§ **Data in this exercise**
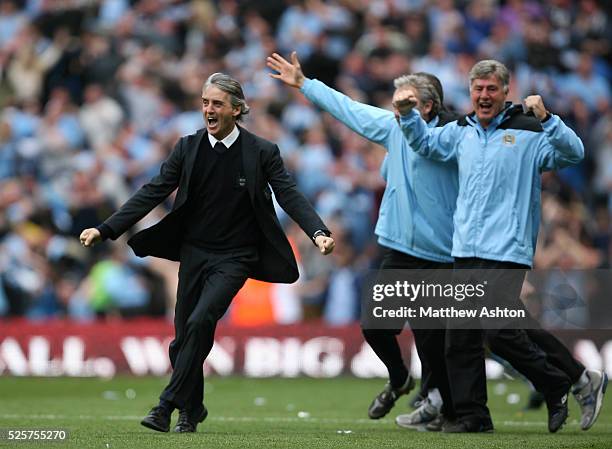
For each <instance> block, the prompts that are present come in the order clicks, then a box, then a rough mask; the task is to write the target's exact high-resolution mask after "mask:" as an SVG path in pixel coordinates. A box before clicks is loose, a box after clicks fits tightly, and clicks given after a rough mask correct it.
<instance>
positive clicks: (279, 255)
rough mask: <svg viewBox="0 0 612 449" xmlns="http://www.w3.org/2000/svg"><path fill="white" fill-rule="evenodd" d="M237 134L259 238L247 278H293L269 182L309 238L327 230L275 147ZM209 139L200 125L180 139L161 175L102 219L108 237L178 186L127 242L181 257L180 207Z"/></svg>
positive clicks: (295, 262)
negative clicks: (251, 271) (156, 220)
mask: <svg viewBox="0 0 612 449" xmlns="http://www.w3.org/2000/svg"><path fill="white" fill-rule="evenodd" d="M240 133H241V139H240V141H241V147H242V148H241V151H242V159H243V165H244V167H243V168H244V173H245V175H246V181H247V189H248V192H249V197H250V199H251V203H252V204H253V210H254V211H255V216H256V218H257V223H258V225H259V227H260V228H261V235H262V237H263V238H262V239H261V240H260V242H259V245H258V250H259V262H258V263H257V266H255V267H253V271H252V273H250V277H252V278H254V279H259V280H262V281H267V282H282V283H291V282H295V281H296V280H297V278H298V269H297V263H296V261H295V257H294V255H293V251H292V250H291V246H290V245H289V242H288V240H287V237H286V236H285V234H284V232H283V230H282V228H281V225H280V223H279V221H278V217H277V216H276V213H275V211H274V206H273V204H272V192H271V191H270V187H269V186H272V189H273V190H274V194H275V196H276V200H277V201H278V203H279V204H280V206H281V207H282V208H283V209H284V210H285V212H287V214H289V216H290V217H291V218H292V219H293V220H295V221H296V222H297V223H298V225H300V227H301V228H302V229H303V230H304V232H305V233H306V234H307V235H308V236H309V237H311V236H312V235H313V234H314V233H315V232H316V231H317V230H319V229H320V230H323V231H327V232H329V231H328V229H327V228H326V227H325V225H324V224H323V221H322V220H321V218H319V216H318V215H317V213H316V212H315V210H314V209H313V207H312V206H311V205H310V203H309V202H308V200H307V199H306V198H305V197H304V195H302V194H301V193H300V192H299V191H298V190H297V188H296V185H295V182H294V181H293V179H292V178H291V176H290V175H289V173H287V170H286V169H285V166H284V164H283V160H282V159H281V157H280V152H279V150H278V147H277V146H276V145H275V144H273V143H271V142H268V141H267V140H265V139H262V138H261V137H258V136H256V135H254V134H252V133H250V132H248V131H247V130H245V129H244V128H240ZM207 138H208V136H207V133H206V130H205V129H201V130H199V131H198V132H197V133H195V134H192V135H189V136H185V137H181V138H180V139H179V141H178V142H177V144H176V145H175V147H174V149H173V150H172V153H171V154H170V156H169V157H168V159H166V161H165V162H164V163H163V164H162V166H161V169H160V172H159V174H158V175H157V176H155V177H154V178H153V179H151V181H149V182H148V183H147V184H145V185H144V186H142V187H141V188H140V189H139V190H138V191H137V192H136V193H135V194H134V195H133V196H132V197H131V198H130V199H129V200H128V201H127V202H126V203H125V204H124V205H123V206H122V207H121V208H120V209H119V210H118V211H117V212H115V213H114V214H113V215H112V216H111V217H110V218H108V219H107V220H106V221H105V222H104V224H105V225H107V226H108V227H109V228H110V229H111V230H112V236H111V238H112V239H116V238H117V237H119V236H120V235H121V234H123V233H124V232H125V231H126V230H128V229H129V228H130V227H131V226H133V225H134V224H135V223H136V222H137V221H139V220H140V219H141V218H143V217H144V216H145V215H147V214H148V213H149V212H150V211H151V210H152V209H153V208H154V207H155V206H157V205H158V204H159V203H161V202H162V201H163V200H164V199H165V198H166V197H168V195H170V194H171V193H172V192H173V191H174V190H175V189H176V188H177V187H178V191H177V195H176V199H175V201H174V204H173V206H172V211H171V212H170V213H169V214H168V215H166V216H165V217H164V218H163V219H162V220H161V221H160V222H159V223H157V224H156V225H154V226H152V227H150V228H147V229H145V230H143V231H141V232H139V233H137V234H136V235H134V236H133V237H132V238H131V239H130V240H129V241H128V245H130V246H131V247H132V249H133V250H134V252H135V253H136V255H138V256H140V257H145V256H155V257H161V258H164V259H169V260H174V261H180V256H179V255H180V249H181V245H182V235H181V234H182V233H181V229H182V223H181V220H182V215H183V214H182V209H181V208H182V207H183V206H184V205H185V203H186V200H187V196H188V194H189V183H190V182H189V181H190V179H191V176H197V175H195V174H193V173H192V171H193V165H194V162H195V157H196V153H197V151H198V148H199V147H200V142H201V140H202V139H207Z"/></svg>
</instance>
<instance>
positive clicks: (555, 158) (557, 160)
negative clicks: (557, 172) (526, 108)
mask: <svg viewBox="0 0 612 449" xmlns="http://www.w3.org/2000/svg"><path fill="white" fill-rule="evenodd" d="M524 102H525V106H526V107H527V109H529V110H531V111H532V112H533V114H534V115H535V116H536V117H537V118H538V119H539V120H540V121H541V122H542V129H544V136H545V137H544V138H543V139H542V141H541V144H540V146H539V147H538V155H537V158H538V166H539V168H540V170H541V171H548V170H558V169H560V168H563V167H567V166H569V165H575V164H578V163H579V162H580V161H581V160H582V159H583V158H584V145H583V144H582V141H581V140H580V138H579V137H578V136H577V135H576V133H575V132H574V131H573V130H572V129H571V128H569V127H568V126H567V125H566V124H565V123H563V121H562V120H561V119H560V118H559V117H558V116H556V115H553V114H550V113H549V112H547V111H546V108H545V107H544V102H543V101H542V97H540V96H539V95H530V96H529V97H527V98H525V100H524Z"/></svg>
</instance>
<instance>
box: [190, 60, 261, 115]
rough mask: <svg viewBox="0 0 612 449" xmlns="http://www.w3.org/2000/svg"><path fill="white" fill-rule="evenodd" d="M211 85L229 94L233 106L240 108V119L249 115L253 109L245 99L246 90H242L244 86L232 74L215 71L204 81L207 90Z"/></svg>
mask: <svg viewBox="0 0 612 449" xmlns="http://www.w3.org/2000/svg"><path fill="white" fill-rule="evenodd" d="M209 86H215V87H217V88H219V89H220V90H222V91H223V92H225V93H226V94H229V96H230V102H231V103H232V107H233V108H240V115H239V116H238V120H242V117H243V116H245V115H247V114H248V113H249V111H250V110H251V108H249V105H248V104H247V102H246V100H245V99H244V92H243V91H242V86H241V85H240V83H239V82H238V81H236V80H235V79H234V78H232V77H231V76H229V75H226V74H225V73H220V72H217V73H213V74H212V75H210V76H209V77H208V79H207V80H206V82H205V83H204V88H203V89H202V90H206V88H207V87H209Z"/></svg>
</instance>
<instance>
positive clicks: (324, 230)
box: [311, 229, 331, 246]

§ **Problem to work on**
The material above should be returned exactly, without pictures.

§ **Written solution**
For each <instance> block, the prompts that are present come in the order clicks, then a box, then a rough mask; the task is to write the target's exact high-resolution mask after "mask:" as an SVG path in pixel coordinates. A box before clicks is loose, a box after clicks fits tightly, and clicks given after a rough mask correct it.
<instance>
positive clicks: (279, 255)
rough mask: <svg viewBox="0 0 612 449" xmlns="http://www.w3.org/2000/svg"><path fill="white" fill-rule="evenodd" d="M237 134L259 238L247 278H293L269 182L309 238L327 230L275 147ZM209 139L200 125L180 139L161 175L102 219L108 237L178 186L127 242L181 257L180 207Z"/></svg>
positive clicks: (295, 262)
negative clicks: (251, 271) (156, 220)
mask: <svg viewBox="0 0 612 449" xmlns="http://www.w3.org/2000/svg"><path fill="white" fill-rule="evenodd" d="M240 133H241V139H240V141H241V147H242V148H241V151H242V159H243V165H244V167H243V168H244V173H245V175H246V181H247V189H248V192H249V197H250V199H251V203H252V204H253V210H254V211H255V216H256V218H257V223H258V225H259V227H260V228H261V235H262V237H263V238H262V239H261V240H260V242H259V245H258V250H259V262H258V263H257V266H255V267H253V271H252V273H250V277H252V278H254V279H259V280H262V281H267V282H282V283H291V282H295V281H296V280H297V278H298V269H297V263H296V261H295V257H294V255H293V251H292V250H291V246H290V245H289V242H288V240H287V237H286V236H285V234H284V232H283V230H282V228H281V225H280V223H279V221H278V217H277V216H276V213H275V211H274V206H273V204H272V192H271V191H270V187H269V186H272V189H273V190H274V194H275V196H276V200H277V201H278V203H279V204H280V206H281V207H282V208H283V209H284V210H285V212H287V214H289V216H290V217H291V218H292V219H293V220H295V221H296V222H297V223H298V225H300V227H301V228H302V229H303V230H304V232H305V233H306V234H307V235H308V236H309V237H311V236H312V235H313V234H314V233H315V232H316V231H317V230H319V229H320V230H323V231H327V232H329V231H328V229H327V228H326V227H325V225H324V224H323V221H322V220H321V218H319V216H318V215H317V213H316V212H315V210H314V209H313V207H312V206H311V205H310V203H309V202H308V200H307V199H306V198H305V197H304V195H302V194H301V193H300V192H299V191H298V190H297V188H296V185H295V182H294V181H293V179H292V178H291V176H290V175H289V173H287V170H286V169H285V166H284V164H283V160H282V159H281V157H280V152H279V150H278V147H277V146H276V145H275V144H273V143H271V142H268V141H267V140H265V139H262V138H261V137H258V136H256V135H254V134H252V133H250V132H248V131H247V130H245V129H244V128H240ZM207 138H208V136H207V133H206V130H205V129H201V130H199V131H198V132H197V133H195V134H192V135H189V136H185V137H181V138H180V139H179V141H178V142H177V144H176V145H175V147H174V149H173V150H172V153H171V154H170V156H169V157H168V159H166V161H165V162H164V163H163V164H162V166H161V169H160V172H159V174H158V175H157V176H155V177H154V178H153V179H151V181H149V182H148V183H147V184H145V185H144V186H142V187H141V188H140V189H139V190H138V191H137V192H136V193H135V194H134V195H133V196H132V197H131V198H130V199H129V200H128V201H127V202H126V203H125V204H124V205H123V206H122V207H121V208H120V209H119V210H118V211H117V212H115V213H114V214H113V215H112V216H111V217H110V218H108V219H107V220H106V221H105V222H104V224H105V225H107V226H108V227H109V228H110V229H111V230H112V236H111V238H112V239H116V238H117V237H119V236H120V235H121V234H123V233H124V232H125V231H126V230H128V229H129V228H130V227H131V226H133V225H134V224H135V223H136V222H137V221H139V220H140V219H141V218H143V217H144V216H145V215H147V214H148V213H149V212H150V211H151V210H152V209H153V208H154V207H155V206H157V205H158V204H159V203H161V202H162V201H163V200H164V199H165V198H166V197H168V195H170V194H171V193H172V192H173V191H174V190H175V189H176V188H177V187H178V191H177V195H176V199H175V201H174V204H173V206H172V211H171V212H170V213H169V214H168V215H166V216H165V217H164V218H163V219H162V220H161V221H160V222H159V223H157V224H156V225H154V226H152V227H150V228H147V229H145V230H143V231H141V232H139V233H137V234H136V235H134V236H133V237H132V238H131V239H130V240H129V241H128V245H130V246H131V247H132V249H133V250H134V252H135V253H136V255H138V256H140V257H145V256H155V257H161V258H164V259H169V260H174V261H180V256H179V255H180V249H181V245H182V235H181V234H182V233H181V229H182V223H181V220H182V215H183V214H182V209H181V208H182V207H183V206H184V205H185V203H186V200H187V196H188V194H189V183H190V182H189V181H190V179H191V176H197V175H195V174H193V173H192V171H193V165H194V162H195V157H196V153H197V151H198V148H199V147H200V142H201V140H202V139H207Z"/></svg>
</instance>
<instance>
positive clicks: (555, 158) (557, 160)
negative clicks: (557, 172) (526, 108)
mask: <svg viewBox="0 0 612 449" xmlns="http://www.w3.org/2000/svg"><path fill="white" fill-rule="evenodd" d="M524 102H525V106H526V107H527V109H529V110H531V111H532V112H533V114H534V115H535V116H536V117H537V118H538V119H539V120H540V121H541V122H542V129H544V136H545V137H544V138H543V139H542V141H541V144H540V146H539V147H538V155H537V158H538V166H539V168H540V170H541V171H548V170H558V169H560V168H563V167H567V166H569V165H575V164H578V163H579V162H580V161H581V160H582V159H583V158H584V145H583V144H582V141H581V140H580V138H579V137H578V136H577V135H576V133H575V132H574V131H573V130H572V129H571V128H569V127H568V126H567V125H566V124H565V123H563V121H562V120H561V119H560V118H559V117H558V116H556V115H553V114H550V113H549V112H547V111H546V108H545V107H544V102H543V101H542V97H540V96H539V95H530V96H529V97H527V98H525V100H524Z"/></svg>
</instance>
<instance>
box: [190, 60, 261, 115]
rough mask: <svg viewBox="0 0 612 449" xmlns="http://www.w3.org/2000/svg"><path fill="white" fill-rule="evenodd" d="M211 85L229 94L233 106L240 108V119L249 115L253 109L245 99L246 90H242L244 86L232 74L215 71L204 81L207 90Z"/></svg>
mask: <svg viewBox="0 0 612 449" xmlns="http://www.w3.org/2000/svg"><path fill="white" fill-rule="evenodd" d="M209 86H215V87H217V88H219V89H220V90H222V91H223V92H225V93H226V94H229V96H230V102H231V103H232V107H233V108H240V115H239V116H238V120H242V117H243V116H245V115H247V114H248V113H249V111H250V110H251V108H249V105H248V104H247V102H246V100H245V99H244V92H243V91H242V86H241V85H240V83H239V82H238V81H236V80H235V79H234V78H232V77H231V76H229V75H226V74H225V73H220V72H217V73H213V74H212V75H210V76H209V77H208V79H207V80H206V82H205V83H204V88H203V89H202V90H206V88H207V87H209Z"/></svg>
</instance>
<instance>
positive clicks: (324, 230)
box: [311, 229, 331, 246]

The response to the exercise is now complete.